*What is needed*
Copy out all the records below, replacing every "instance" with "occurrence" and keeping everything else the same.

*Data records*
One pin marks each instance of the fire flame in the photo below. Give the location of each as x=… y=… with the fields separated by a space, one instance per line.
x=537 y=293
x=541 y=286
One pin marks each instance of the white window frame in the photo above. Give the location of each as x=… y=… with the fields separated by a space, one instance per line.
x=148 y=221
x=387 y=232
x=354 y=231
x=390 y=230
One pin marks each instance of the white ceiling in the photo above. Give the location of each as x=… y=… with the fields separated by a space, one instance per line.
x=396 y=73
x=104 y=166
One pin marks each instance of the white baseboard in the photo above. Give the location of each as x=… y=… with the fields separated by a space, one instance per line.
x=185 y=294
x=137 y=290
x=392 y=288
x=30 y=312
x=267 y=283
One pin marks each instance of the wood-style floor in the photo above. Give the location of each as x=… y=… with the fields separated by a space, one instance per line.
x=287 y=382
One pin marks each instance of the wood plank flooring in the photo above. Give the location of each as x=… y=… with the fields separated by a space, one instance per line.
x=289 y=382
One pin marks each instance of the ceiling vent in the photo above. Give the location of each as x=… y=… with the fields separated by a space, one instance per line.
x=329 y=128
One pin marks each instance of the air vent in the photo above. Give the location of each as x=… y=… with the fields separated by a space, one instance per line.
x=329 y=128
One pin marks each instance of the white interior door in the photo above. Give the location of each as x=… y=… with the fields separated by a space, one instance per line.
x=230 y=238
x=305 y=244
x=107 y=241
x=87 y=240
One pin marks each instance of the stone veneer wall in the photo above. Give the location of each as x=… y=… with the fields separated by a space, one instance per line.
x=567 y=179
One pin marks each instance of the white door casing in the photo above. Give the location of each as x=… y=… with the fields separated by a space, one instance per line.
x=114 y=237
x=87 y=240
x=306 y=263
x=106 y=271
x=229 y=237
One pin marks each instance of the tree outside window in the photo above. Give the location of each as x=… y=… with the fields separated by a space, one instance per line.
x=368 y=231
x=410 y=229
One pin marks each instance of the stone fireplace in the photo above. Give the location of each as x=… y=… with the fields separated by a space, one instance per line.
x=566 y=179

*The solution*
One pin marks each occurrence of the fire flame in the photo below. Give the location of each as x=… y=… with the fields separated by a space, one occurrence per line.
x=537 y=293
x=541 y=286
One pin marks each occurrence of the white window frame in the photo above. Give the location of each as x=… y=… with the fields separated by a space, one occurrence per line.
x=148 y=221
x=387 y=232
x=354 y=231
x=390 y=230
One pin marks each occurrence of the white ceiling in the photo above. Give the location of each as x=… y=… with the fields separated by a space, one occurrence per line.
x=396 y=73
x=104 y=166
One pin marks each occurrence of the white baseboard in the photo above. Give the location of each as x=… y=… with the fields separated by a space, one occurrence per line.
x=185 y=294
x=137 y=290
x=392 y=288
x=30 y=312
x=267 y=283
One pin marks each occurrence of the wood-style floor in the photo above. Give the location of each as x=… y=… with the fields separated by a space, one occurrence per line.
x=287 y=382
One pin marks each occurrence of the wood plank flooring in the photo above. Give the location of each as x=… y=… with the fields separated by a space, one occurrence per line.
x=289 y=382
One pin marks each occurrence of the ceiling vent in the photo above. Give the location of each as x=… y=… with the fields separated by a space, one occurrence per line.
x=329 y=128
One pin marks each occurrence of the air vent in the photo above. Give the location of each as x=… y=… with the fields separated by a space, one occurrence per line.
x=329 y=128
One pin marks each occurrence of the white interior door in the photo above. Give the location of each as x=… y=… with the fields separated by a space, one occurrence per line.
x=230 y=238
x=305 y=244
x=107 y=241
x=87 y=240
One pin marks each occurrence of the stone veneer wall in the photo above. Give the location of each as x=… y=… with the fields separated by a space, one occurrence per line.
x=567 y=179
One pin marks each occurrence of the white door casing in the photo above. Give the location of each as x=… y=… with the fields separated by a space, one occurrence per line.
x=114 y=237
x=87 y=240
x=306 y=263
x=106 y=271
x=229 y=237
One pin marks each occurrence of the tree outside window in the photo above. Give the location of each as x=… y=… with the fields separated by a space, one occurrence per line.
x=368 y=231
x=410 y=229
One pin marks each occurrence of the stone fireplace in the photo above. Give the location of each as x=… y=… with the fields separated by a space, one occurrence per line.
x=566 y=179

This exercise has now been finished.